▶ [YOUR GOAL]: Of all the lines in the entries, how many carry the word "trim"? The reply is that number and no more.

▶ [DATA SUPPLIED]:
──────
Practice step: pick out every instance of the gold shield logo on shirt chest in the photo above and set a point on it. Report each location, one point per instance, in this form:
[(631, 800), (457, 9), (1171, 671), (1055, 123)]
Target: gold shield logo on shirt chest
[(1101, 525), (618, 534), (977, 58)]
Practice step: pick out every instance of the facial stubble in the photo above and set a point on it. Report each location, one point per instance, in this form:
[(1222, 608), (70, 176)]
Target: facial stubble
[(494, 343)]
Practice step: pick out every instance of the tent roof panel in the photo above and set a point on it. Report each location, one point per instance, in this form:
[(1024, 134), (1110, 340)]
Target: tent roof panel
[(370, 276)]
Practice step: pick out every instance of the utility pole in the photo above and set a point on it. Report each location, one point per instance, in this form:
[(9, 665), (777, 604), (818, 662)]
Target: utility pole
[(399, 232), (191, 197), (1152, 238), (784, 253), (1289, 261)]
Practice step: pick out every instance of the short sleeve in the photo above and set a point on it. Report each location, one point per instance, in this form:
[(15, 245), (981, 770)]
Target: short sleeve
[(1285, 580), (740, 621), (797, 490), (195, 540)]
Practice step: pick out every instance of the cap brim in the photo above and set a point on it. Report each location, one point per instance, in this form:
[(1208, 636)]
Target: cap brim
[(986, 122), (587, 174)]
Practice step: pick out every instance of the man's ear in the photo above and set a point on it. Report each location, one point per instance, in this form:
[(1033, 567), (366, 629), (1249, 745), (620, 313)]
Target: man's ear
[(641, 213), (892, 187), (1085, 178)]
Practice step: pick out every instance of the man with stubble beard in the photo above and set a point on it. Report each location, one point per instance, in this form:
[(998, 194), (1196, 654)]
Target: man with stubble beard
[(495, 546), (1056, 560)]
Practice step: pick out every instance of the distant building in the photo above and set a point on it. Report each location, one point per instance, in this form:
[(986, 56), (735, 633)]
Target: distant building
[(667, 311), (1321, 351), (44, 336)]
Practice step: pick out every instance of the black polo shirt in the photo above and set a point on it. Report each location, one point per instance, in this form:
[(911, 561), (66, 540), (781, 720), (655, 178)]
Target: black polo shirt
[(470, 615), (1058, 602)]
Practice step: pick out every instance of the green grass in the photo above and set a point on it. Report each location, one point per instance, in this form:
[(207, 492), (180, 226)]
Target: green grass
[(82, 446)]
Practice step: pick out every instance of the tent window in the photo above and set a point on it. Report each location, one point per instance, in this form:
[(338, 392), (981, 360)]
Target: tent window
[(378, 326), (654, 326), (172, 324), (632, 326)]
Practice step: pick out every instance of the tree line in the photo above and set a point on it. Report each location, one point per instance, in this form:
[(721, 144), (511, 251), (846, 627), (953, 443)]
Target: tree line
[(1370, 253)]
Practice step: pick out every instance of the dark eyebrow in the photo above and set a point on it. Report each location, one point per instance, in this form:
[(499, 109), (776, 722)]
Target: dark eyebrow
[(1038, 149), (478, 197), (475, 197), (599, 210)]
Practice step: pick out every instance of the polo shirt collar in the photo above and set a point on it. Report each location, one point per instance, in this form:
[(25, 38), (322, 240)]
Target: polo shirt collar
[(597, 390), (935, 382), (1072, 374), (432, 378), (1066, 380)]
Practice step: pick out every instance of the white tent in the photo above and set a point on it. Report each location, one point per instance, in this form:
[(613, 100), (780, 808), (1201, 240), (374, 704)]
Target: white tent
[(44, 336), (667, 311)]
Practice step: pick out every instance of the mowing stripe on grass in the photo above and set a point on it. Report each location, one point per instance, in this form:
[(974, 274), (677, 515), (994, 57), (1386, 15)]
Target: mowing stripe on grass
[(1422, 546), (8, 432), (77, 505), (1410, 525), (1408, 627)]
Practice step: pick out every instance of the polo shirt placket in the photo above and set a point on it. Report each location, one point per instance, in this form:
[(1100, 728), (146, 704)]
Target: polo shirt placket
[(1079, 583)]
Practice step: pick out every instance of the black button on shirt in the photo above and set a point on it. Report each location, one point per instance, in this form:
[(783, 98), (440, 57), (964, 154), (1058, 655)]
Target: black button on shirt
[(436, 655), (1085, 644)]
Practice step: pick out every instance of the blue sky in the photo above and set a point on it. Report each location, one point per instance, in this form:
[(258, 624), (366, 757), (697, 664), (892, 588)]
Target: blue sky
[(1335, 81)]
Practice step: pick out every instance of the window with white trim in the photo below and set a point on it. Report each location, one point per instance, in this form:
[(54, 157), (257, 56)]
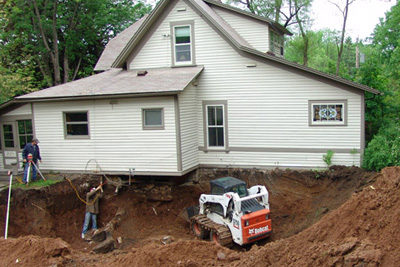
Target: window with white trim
──────
▶ [RESPONSE TO THIS EXERCISE]: 2